Copy out the following lines with every "branch" replaced by "twig". Keep everything else unchanged.

[Begin DATA TO PROCESS]

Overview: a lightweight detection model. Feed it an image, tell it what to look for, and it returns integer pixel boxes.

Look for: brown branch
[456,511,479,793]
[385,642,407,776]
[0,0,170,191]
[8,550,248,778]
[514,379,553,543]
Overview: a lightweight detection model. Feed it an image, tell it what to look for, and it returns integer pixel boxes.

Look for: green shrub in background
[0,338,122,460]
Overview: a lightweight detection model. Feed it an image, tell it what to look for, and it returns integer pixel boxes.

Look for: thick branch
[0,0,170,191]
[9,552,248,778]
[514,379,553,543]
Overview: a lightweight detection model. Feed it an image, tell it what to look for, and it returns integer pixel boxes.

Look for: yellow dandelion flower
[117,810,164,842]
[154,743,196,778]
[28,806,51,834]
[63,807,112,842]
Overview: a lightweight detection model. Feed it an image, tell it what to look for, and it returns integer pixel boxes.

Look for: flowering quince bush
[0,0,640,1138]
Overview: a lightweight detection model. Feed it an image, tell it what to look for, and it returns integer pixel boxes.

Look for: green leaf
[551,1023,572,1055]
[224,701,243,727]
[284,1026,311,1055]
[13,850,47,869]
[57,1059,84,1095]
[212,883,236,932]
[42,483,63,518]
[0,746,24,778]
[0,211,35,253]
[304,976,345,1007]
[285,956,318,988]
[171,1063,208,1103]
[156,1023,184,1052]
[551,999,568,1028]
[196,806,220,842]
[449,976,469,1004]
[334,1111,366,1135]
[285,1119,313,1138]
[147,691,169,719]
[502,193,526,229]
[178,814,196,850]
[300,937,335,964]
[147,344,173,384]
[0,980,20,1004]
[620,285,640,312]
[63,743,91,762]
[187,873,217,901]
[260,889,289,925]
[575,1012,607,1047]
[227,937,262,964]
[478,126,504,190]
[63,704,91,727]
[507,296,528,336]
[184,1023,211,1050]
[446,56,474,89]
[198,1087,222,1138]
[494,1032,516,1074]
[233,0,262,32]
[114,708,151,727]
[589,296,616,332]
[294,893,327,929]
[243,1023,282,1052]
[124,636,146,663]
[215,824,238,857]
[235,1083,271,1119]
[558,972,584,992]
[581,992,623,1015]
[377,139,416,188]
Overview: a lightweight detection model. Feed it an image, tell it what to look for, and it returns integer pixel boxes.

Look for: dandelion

[End DATA TO PROCESS]

PROBLEM SOLUTION |
Overview: a lightweight detection model. Feed it an image, tell it what to look for, and it returns integer pixel boxes.

Look for: brown twig
[456,511,479,793]
[385,642,407,776]
[0,0,170,191]
[8,550,248,778]
[514,379,553,543]
Overview: a lightweight detection model. Feed it an image, tell it what to look for, and it returns integer pixel boxes.

Look for: green shrub in background
[0,338,122,460]
Overview: a lightweight detection model. Feed it an image, tell it what to look for, and it returns integer pixel boxes.

Look for: thick twig
[0,0,170,191]
[9,552,248,778]
[514,379,553,543]
Overview: a lightweight detection model. Feed it an image, tell it what to look for, and it returns integer pixel boxes.

Look for: yellow dandelion flower
[117,810,164,842]
[154,743,196,778]
[28,806,51,834]
[63,807,112,842]
Overview: a lightweight detection model. Feed it an image, tell it what to look for, and it returns integer pixel boxes.

Look for: flowering quince bush
[0,0,640,1138]
Overview: a lightweight detection model. Feed it an image, tell it what to look for, and it returns integer pixel boxes.

Look for: green leaf
[551,1023,572,1055]
[224,701,243,727]
[284,1026,311,1055]
[13,850,47,869]
[57,1059,84,1095]
[212,883,236,932]
[42,483,63,518]
[0,746,24,778]
[0,211,35,253]
[304,976,345,1007]
[285,956,318,988]
[171,1063,208,1103]
[156,1023,184,1052]
[551,999,568,1028]
[196,806,220,842]
[449,976,469,1004]
[334,1111,366,1135]
[285,1119,313,1138]
[147,691,169,719]
[502,193,526,229]
[178,814,196,850]
[300,937,335,964]
[147,344,173,384]
[0,980,20,1004]
[620,285,640,312]
[63,743,91,762]
[187,873,217,901]
[260,889,289,925]
[575,1012,607,1047]
[227,937,262,964]
[478,126,504,190]
[63,704,91,727]
[507,296,528,336]
[184,1023,211,1050]
[446,56,474,89]
[198,1087,222,1138]
[494,1032,516,1074]
[233,0,262,32]
[114,708,151,727]
[589,296,616,332]
[294,893,327,929]
[243,1023,282,1052]
[124,636,146,663]
[215,824,238,857]
[235,1083,271,1119]
[558,972,584,992]
[581,992,623,1015]
[377,139,416,188]
Overview: a lightweight detection model. Feed it an image, tell it what to look for, and it returns integer pixel boxes.

Look for: dandelion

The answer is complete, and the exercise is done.